Written task
How many lines in the material below contain the word "small"? Reply with the number alone.

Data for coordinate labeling
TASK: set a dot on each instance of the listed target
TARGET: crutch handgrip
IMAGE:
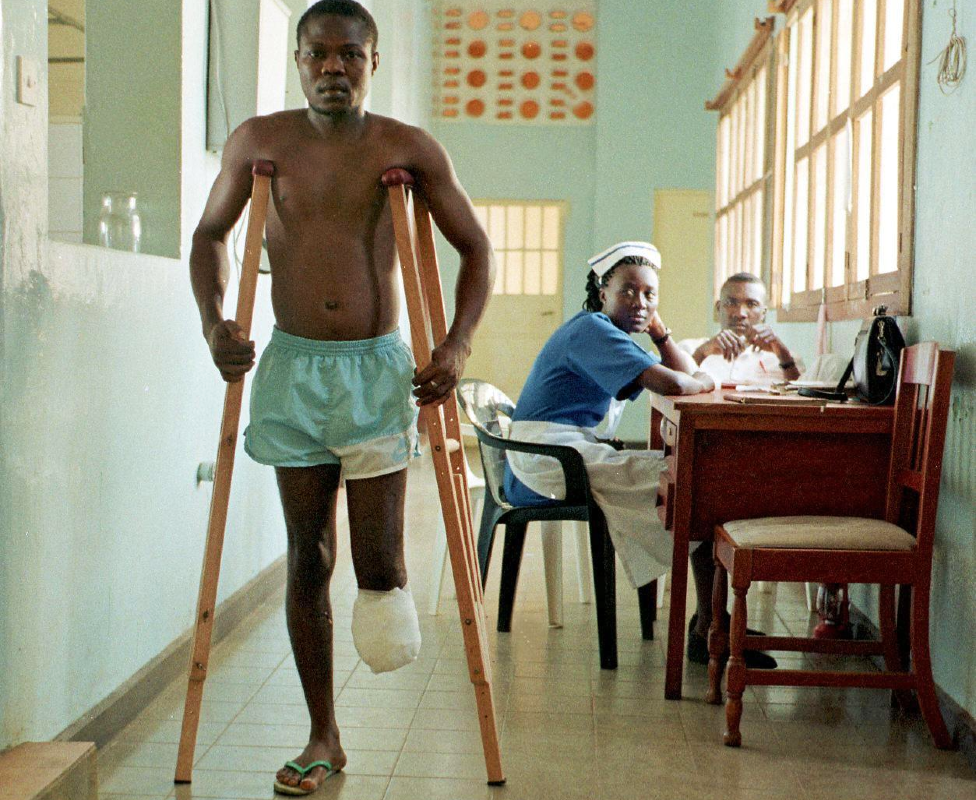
(397, 176)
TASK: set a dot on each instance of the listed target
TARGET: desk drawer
(665, 500)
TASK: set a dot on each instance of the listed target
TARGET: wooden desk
(728, 460)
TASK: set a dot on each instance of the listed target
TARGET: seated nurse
(588, 362)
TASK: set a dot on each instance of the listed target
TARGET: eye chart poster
(518, 63)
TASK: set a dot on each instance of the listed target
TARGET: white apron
(624, 484)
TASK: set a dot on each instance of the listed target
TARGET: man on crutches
(335, 388)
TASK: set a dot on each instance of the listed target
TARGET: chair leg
(718, 635)
(438, 561)
(490, 513)
(604, 590)
(737, 668)
(584, 570)
(922, 663)
(552, 565)
(889, 642)
(511, 561)
(647, 603)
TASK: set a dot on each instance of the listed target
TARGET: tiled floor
(568, 729)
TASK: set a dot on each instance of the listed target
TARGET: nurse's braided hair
(595, 284)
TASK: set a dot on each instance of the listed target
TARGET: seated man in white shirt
(746, 350)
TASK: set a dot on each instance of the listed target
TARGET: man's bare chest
(338, 183)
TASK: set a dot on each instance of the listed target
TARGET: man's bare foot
(317, 750)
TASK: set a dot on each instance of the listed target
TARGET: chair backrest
(490, 411)
(921, 415)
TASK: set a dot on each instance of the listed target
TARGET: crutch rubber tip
(397, 177)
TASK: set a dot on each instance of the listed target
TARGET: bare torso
(330, 229)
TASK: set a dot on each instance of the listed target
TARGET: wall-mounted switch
(28, 86)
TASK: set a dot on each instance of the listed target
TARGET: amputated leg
(308, 497)
(385, 627)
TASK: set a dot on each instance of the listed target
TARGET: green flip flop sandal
(284, 788)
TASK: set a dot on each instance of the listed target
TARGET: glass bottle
(119, 224)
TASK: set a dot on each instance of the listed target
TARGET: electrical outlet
(28, 86)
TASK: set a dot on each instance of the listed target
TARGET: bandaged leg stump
(230, 422)
(385, 629)
(428, 322)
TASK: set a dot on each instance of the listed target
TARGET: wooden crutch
(233, 396)
(428, 323)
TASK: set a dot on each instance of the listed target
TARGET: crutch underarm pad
(397, 177)
(385, 629)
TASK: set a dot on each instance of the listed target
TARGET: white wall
(108, 401)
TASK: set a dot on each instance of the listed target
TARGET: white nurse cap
(604, 261)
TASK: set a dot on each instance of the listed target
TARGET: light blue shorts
(327, 402)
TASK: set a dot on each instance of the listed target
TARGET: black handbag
(877, 351)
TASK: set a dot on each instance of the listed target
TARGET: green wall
(943, 297)
(132, 129)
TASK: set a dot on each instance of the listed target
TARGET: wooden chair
(488, 408)
(896, 551)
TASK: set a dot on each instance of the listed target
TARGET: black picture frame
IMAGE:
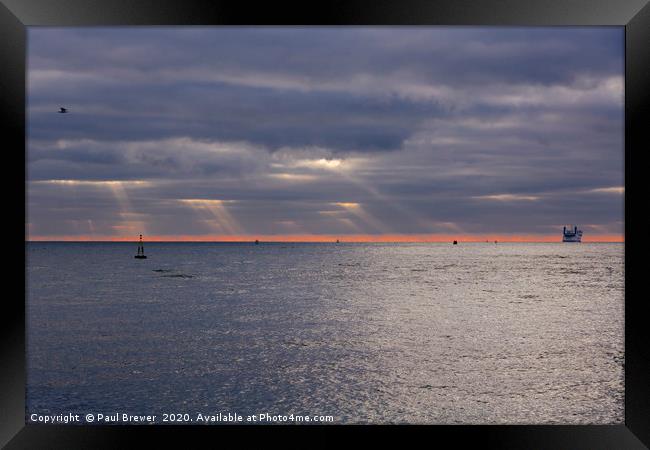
(16, 15)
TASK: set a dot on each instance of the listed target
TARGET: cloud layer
(332, 131)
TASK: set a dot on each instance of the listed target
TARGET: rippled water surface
(368, 333)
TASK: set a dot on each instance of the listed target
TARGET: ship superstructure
(572, 234)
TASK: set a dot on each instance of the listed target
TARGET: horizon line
(388, 238)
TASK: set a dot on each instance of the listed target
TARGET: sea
(349, 333)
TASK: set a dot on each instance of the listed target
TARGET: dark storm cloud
(324, 130)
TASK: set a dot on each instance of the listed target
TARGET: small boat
(572, 234)
(140, 254)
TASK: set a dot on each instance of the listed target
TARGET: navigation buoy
(140, 254)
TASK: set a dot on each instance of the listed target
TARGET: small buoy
(140, 254)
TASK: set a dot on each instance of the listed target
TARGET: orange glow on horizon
(331, 238)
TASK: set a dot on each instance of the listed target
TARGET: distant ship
(140, 254)
(572, 234)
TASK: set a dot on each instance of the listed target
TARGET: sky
(323, 133)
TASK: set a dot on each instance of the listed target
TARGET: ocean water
(367, 333)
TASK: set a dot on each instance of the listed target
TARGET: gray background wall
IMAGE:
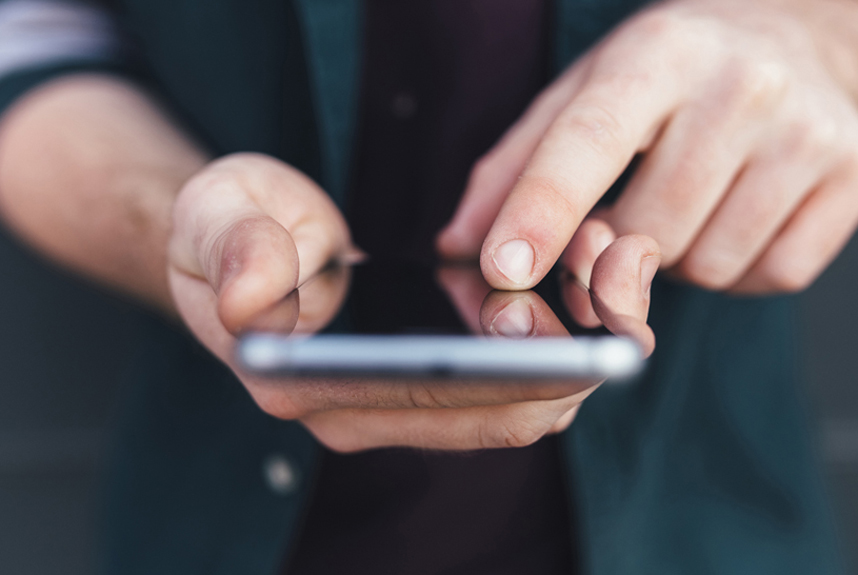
(62, 345)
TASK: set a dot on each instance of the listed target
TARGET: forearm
(89, 169)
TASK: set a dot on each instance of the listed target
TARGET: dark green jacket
(702, 466)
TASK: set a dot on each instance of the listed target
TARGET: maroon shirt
(442, 80)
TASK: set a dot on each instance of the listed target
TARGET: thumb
(254, 229)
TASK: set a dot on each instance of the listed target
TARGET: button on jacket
(702, 466)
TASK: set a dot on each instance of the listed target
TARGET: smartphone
(408, 320)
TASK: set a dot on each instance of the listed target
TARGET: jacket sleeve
(43, 39)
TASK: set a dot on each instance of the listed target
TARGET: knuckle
(710, 272)
(759, 84)
(790, 276)
(596, 126)
(276, 405)
(511, 433)
(336, 439)
(422, 396)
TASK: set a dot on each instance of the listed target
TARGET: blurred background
(63, 344)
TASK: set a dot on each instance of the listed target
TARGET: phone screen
(395, 319)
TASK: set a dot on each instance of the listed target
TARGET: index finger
(615, 114)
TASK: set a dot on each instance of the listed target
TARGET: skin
(745, 112)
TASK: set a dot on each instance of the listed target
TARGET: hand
(749, 180)
(249, 229)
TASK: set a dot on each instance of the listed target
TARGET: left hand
(743, 111)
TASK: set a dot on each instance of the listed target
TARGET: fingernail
(514, 259)
(515, 320)
(649, 266)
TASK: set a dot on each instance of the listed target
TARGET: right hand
(249, 229)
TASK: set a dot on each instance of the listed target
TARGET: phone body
(407, 320)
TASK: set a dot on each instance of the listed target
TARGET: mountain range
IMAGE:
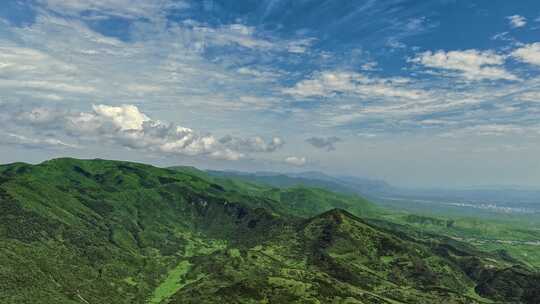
(98, 231)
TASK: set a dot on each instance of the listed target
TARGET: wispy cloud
(471, 65)
(296, 161)
(327, 143)
(517, 21)
(330, 83)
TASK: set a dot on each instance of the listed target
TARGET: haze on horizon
(418, 93)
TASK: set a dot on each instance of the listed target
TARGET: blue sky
(420, 93)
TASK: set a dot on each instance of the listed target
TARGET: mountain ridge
(121, 232)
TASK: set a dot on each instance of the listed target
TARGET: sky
(432, 93)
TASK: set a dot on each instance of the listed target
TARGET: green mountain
(96, 231)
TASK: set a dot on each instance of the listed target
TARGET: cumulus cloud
(296, 161)
(127, 126)
(327, 143)
(331, 83)
(471, 65)
(529, 53)
(255, 144)
(517, 21)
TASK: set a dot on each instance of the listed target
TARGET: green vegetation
(74, 231)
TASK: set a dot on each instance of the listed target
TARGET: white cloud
(530, 96)
(327, 143)
(330, 83)
(517, 21)
(126, 117)
(126, 126)
(296, 161)
(489, 130)
(529, 53)
(472, 65)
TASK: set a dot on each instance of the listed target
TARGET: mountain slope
(98, 231)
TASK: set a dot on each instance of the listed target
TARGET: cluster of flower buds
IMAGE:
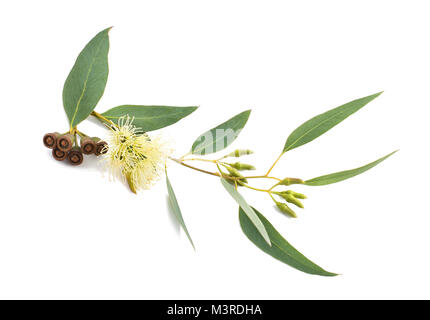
(290, 197)
(66, 146)
(234, 168)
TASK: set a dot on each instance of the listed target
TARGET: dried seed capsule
(65, 142)
(88, 146)
(75, 156)
(50, 140)
(239, 152)
(59, 154)
(101, 147)
(286, 209)
(241, 166)
(290, 181)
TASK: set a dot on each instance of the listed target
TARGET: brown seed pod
(75, 156)
(88, 146)
(101, 147)
(50, 140)
(65, 142)
(59, 154)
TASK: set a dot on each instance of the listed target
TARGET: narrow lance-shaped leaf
(343, 175)
(253, 218)
(149, 118)
(87, 80)
(320, 124)
(280, 248)
(221, 136)
(177, 211)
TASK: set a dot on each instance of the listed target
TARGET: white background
(69, 232)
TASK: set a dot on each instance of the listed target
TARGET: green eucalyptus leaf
(149, 118)
(221, 136)
(343, 175)
(87, 80)
(320, 124)
(177, 211)
(280, 248)
(253, 218)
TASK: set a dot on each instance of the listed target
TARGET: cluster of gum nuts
(66, 146)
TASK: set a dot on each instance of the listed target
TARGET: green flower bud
(290, 181)
(296, 194)
(241, 166)
(239, 152)
(286, 209)
(235, 173)
(291, 199)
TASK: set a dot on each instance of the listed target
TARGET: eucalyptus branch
(140, 159)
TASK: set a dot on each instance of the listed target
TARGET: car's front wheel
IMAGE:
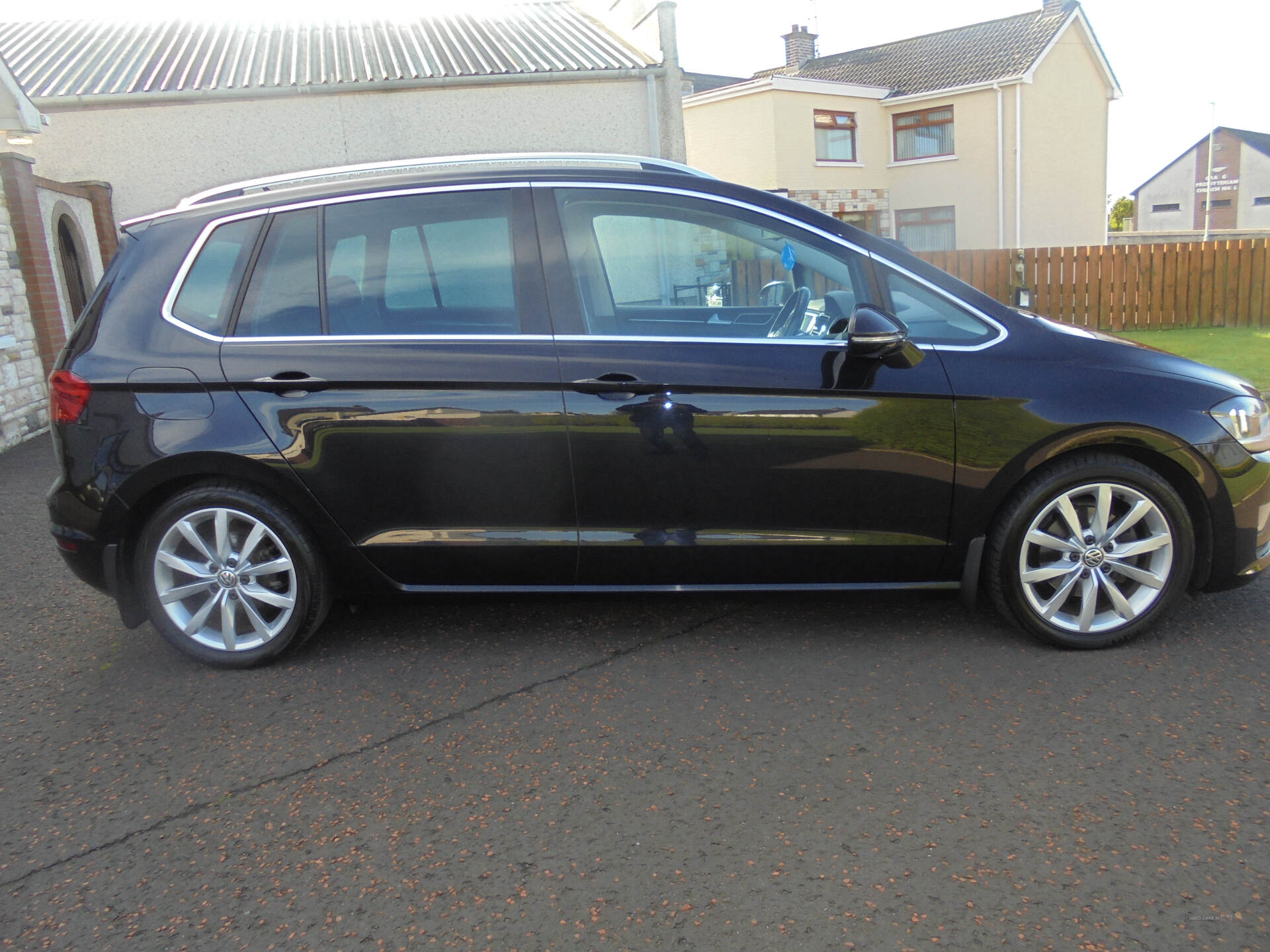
(230, 575)
(1091, 551)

Problem solution
2